• [Task details] Quote the records below word for word, from the line containing "task: segment the green foliage" through the line containing "POLYGON ((88 154, 83", including both of those lines.

::: Given entries

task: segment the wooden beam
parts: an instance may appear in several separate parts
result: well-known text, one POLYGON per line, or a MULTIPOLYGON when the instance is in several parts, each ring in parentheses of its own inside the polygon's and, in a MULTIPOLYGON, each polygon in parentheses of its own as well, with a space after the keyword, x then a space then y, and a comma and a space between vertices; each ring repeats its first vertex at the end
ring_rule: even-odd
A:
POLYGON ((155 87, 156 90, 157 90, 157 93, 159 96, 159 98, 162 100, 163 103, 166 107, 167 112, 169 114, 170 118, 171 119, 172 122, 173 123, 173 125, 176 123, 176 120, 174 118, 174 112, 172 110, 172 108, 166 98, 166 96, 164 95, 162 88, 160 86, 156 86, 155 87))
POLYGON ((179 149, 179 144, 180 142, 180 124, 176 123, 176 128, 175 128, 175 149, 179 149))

::::::
::: Given entries

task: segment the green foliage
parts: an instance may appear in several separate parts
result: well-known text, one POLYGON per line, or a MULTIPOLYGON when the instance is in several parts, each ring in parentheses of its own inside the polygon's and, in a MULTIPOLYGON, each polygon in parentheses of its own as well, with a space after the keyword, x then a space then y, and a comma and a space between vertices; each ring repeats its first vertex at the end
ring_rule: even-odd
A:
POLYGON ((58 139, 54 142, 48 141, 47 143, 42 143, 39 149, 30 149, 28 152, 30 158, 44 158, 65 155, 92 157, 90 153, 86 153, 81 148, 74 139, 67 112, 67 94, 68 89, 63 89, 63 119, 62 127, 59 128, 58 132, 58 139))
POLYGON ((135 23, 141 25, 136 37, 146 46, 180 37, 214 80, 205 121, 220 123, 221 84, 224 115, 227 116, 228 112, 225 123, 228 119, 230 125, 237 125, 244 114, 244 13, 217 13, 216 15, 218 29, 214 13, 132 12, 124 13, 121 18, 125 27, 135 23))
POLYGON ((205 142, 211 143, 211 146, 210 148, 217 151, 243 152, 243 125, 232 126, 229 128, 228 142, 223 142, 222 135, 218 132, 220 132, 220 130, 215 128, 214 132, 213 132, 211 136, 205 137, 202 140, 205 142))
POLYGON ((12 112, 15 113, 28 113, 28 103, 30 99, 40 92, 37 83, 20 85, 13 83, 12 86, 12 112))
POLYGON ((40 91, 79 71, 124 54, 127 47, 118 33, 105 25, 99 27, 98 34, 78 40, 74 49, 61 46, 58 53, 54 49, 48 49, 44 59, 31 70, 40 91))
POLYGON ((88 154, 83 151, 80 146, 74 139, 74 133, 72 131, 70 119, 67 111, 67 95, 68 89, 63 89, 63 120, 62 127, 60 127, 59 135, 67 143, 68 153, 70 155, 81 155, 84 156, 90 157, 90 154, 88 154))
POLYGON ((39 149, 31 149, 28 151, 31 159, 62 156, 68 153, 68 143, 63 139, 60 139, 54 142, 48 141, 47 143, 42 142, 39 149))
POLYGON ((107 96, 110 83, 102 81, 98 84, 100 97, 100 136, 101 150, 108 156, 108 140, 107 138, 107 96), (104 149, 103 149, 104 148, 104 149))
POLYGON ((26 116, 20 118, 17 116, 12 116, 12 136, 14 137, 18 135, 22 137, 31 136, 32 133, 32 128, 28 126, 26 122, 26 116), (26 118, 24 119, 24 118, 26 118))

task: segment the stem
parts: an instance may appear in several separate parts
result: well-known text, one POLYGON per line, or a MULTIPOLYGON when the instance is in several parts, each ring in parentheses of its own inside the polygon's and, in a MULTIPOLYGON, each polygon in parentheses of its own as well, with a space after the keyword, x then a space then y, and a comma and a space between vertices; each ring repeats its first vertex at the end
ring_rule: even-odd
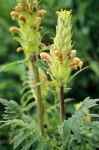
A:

::::::

• [Task result]
task: segment the green foliage
parts: an instance may appear in several separate parts
result: well-known text, one POLYGON per line, or a MULTIPOLYGON when the instance is in several parts, each ring in parentheses of its own inside the polygon's and, in a MULTIPOLYGON, each polygon in parentheses of its own as well, with a space after the keyword, x then a space then y, and a comma and a space between vertices; each ring repeats its first vertex at the end
ring_rule: even-odd
A:
POLYGON ((58 139, 54 142, 48 141, 47 143, 42 143, 39 149, 30 149, 28 152, 30 158, 44 158, 65 155, 92 157, 90 153, 86 153, 81 148, 74 139, 67 112, 67 94, 68 89, 63 89, 63 119, 62 127, 59 128, 58 132, 58 139))
POLYGON ((135 23, 141 25, 136 37, 146 46, 180 37, 214 80, 205 121, 220 123, 221 84, 224 115, 227 116, 228 112, 225 123, 228 119, 230 125, 237 125, 244 114, 244 13, 217 13, 216 15, 218 29, 214 13, 132 12, 124 13, 121 18, 125 27, 135 23))
POLYGON ((205 142, 211 143, 211 146, 210 148, 217 151, 243 152, 243 125, 232 126, 229 128, 228 142, 223 142, 222 135, 218 132, 220 132, 220 130, 215 128, 214 132, 213 132, 211 136, 205 137, 202 140, 205 142))
POLYGON ((12 112, 15 113, 28 113, 28 103, 30 99, 40 92, 37 83, 20 85, 13 83, 12 86, 12 112))
POLYGON ((40 91, 79 71, 124 54, 127 47, 118 33, 105 25, 99 27, 98 34, 78 40, 74 49, 61 46, 58 53, 54 49, 48 49, 44 59, 31 70, 40 91))
POLYGON ((88 154, 83 151, 80 146, 74 139, 74 133, 72 131, 70 119, 67 111, 67 95, 68 89, 63 89, 63 120, 62 127, 60 127, 59 135, 67 143, 68 153, 70 155, 81 155, 84 156, 90 157, 90 154, 88 154))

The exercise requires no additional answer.